== Excerpt ==
>> begin

Shortly after the release of the first Green Choice Alliance report on Apple, which documented this case, AFP reported that a Hong Kong-based company spokesman rejected the claims, saying Apple "has a vigorous auditing program that investigates suppliers and other parts of the business chain. We audit throughout... We actually have had an extensive auditing program since 2006".

Clearly the unfortunate flak had no idea what was going on because a few weeks later the company acknowledged the N-Hexane poisoning, devoting a whole chapter of the Apple Supplier Responsibility 2011 Progress Report to the Wintek Shouzou case. Equally clearly, however, for far too long powers that be within Apple's supply chain operations were clueless about what had been going on in Suzhou.

In a side-bar at the start the “Addressing the Use of N-Hexane” chapter of the latest supplier responsibility report its says: “Apple investigates reports of alleged violations in our supply base, ranging from public reports by NGOs to information submitted directly by factory workers.” The report also says that the company became aware of the problem sometime in 2010.

Nokia gets it

In February 2010, a year before the release of Apple's report, Nokia issued an official statement saying it became aware of allegation about the use of N-Hexane at the Wintek Suzhou plant in July 2009 and investigated immediately. Although it confirmed the chemical had not been used on the Nokia production line it nonetheless engaged with Wintek to improve health and safety plan at the Suzhou plant.

>> end

== Tasks ==
1) According to the excerpt on N-Hexane use at the Wintek Suzhou plant, when did Nokia become aware of the allegation?
2) List every line in the rows below that contains the string "countertop", treating uppercase and lowercase as different.

== Entries ==
>> begin

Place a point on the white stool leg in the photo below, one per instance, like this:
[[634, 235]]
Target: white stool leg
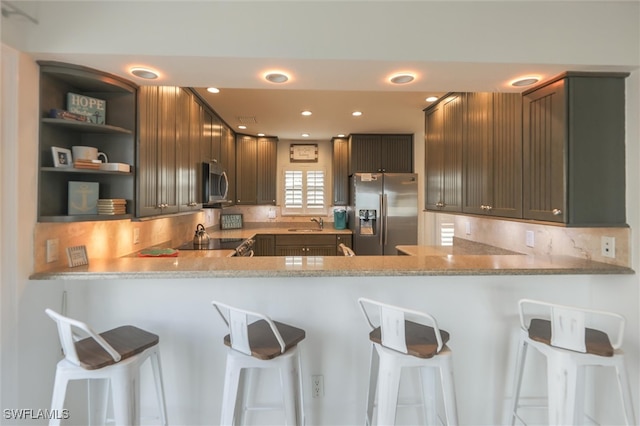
[[388, 387], [230, 393], [561, 389], [517, 380], [246, 393], [448, 390], [625, 391], [57, 400], [578, 412], [374, 367], [157, 373], [300, 390], [123, 390], [430, 403], [98, 390], [288, 382]]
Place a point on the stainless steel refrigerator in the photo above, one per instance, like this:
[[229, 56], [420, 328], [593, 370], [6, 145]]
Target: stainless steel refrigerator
[[383, 212]]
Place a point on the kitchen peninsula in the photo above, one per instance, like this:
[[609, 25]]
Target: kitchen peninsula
[[421, 261]]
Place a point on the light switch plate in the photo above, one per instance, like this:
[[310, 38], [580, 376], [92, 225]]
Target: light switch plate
[[530, 239], [608, 247], [52, 250]]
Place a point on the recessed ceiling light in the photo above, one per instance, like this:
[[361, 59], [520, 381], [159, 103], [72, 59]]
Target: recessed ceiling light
[[144, 73], [276, 77], [525, 81], [402, 78]]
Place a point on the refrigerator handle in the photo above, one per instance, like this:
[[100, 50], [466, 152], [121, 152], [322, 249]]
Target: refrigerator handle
[[386, 217], [381, 206]]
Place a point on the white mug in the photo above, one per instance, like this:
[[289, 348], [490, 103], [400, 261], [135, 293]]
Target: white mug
[[88, 153]]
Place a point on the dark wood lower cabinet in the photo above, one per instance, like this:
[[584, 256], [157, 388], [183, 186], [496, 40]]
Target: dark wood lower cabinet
[[300, 245]]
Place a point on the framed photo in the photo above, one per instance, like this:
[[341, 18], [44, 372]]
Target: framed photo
[[77, 256], [61, 157], [303, 153]]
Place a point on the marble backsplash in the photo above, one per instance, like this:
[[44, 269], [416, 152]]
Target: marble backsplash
[[585, 243], [110, 239], [115, 238]]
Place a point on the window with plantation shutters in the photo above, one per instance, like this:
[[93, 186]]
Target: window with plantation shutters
[[304, 192]]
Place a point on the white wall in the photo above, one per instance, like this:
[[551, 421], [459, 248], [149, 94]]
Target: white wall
[[479, 312]]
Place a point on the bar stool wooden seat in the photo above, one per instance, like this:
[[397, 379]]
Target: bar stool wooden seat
[[112, 358], [398, 342], [561, 335], [263, 343]]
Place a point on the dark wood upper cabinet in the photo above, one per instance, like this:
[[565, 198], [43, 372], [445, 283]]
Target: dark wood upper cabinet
[[390, 153], [256, 170], [574, 150], [493, 154], [444, 132], [157, 157], [340, 164], [228, 160]]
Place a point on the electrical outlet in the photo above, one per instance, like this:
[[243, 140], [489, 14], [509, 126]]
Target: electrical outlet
[[608, 247], [52, 250], [530, 239], [317, 386]]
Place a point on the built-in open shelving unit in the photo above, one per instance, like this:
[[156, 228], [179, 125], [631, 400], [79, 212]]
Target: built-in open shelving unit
[[116, 139]]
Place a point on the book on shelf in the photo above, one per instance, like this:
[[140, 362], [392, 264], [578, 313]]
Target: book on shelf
[[87, 164], [94, 109], [111, 201], [67, 115], [83, 198]]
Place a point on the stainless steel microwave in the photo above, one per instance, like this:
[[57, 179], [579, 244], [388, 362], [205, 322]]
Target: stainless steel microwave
[[215, 184]]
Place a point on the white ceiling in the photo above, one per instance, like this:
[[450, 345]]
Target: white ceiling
[[339, 53]]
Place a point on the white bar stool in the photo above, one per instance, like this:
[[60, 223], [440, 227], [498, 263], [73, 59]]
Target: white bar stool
[[569, 346], [110, 358], [262, 343], [398, 343]]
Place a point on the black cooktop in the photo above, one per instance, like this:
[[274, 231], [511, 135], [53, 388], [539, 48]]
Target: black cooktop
[[214, 244]]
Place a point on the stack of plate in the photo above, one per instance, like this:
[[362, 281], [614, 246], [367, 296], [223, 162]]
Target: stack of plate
[[112, 206], [87, 164]]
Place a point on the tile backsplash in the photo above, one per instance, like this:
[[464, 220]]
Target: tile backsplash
[[115, 238], [585, 243]]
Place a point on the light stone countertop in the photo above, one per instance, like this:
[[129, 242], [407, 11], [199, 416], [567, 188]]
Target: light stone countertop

>> end

== Answers given ==
1) July 2009

2)
Place a point on the light stone countertop in the photo above, one per instance, like this:
Target: light stone countertop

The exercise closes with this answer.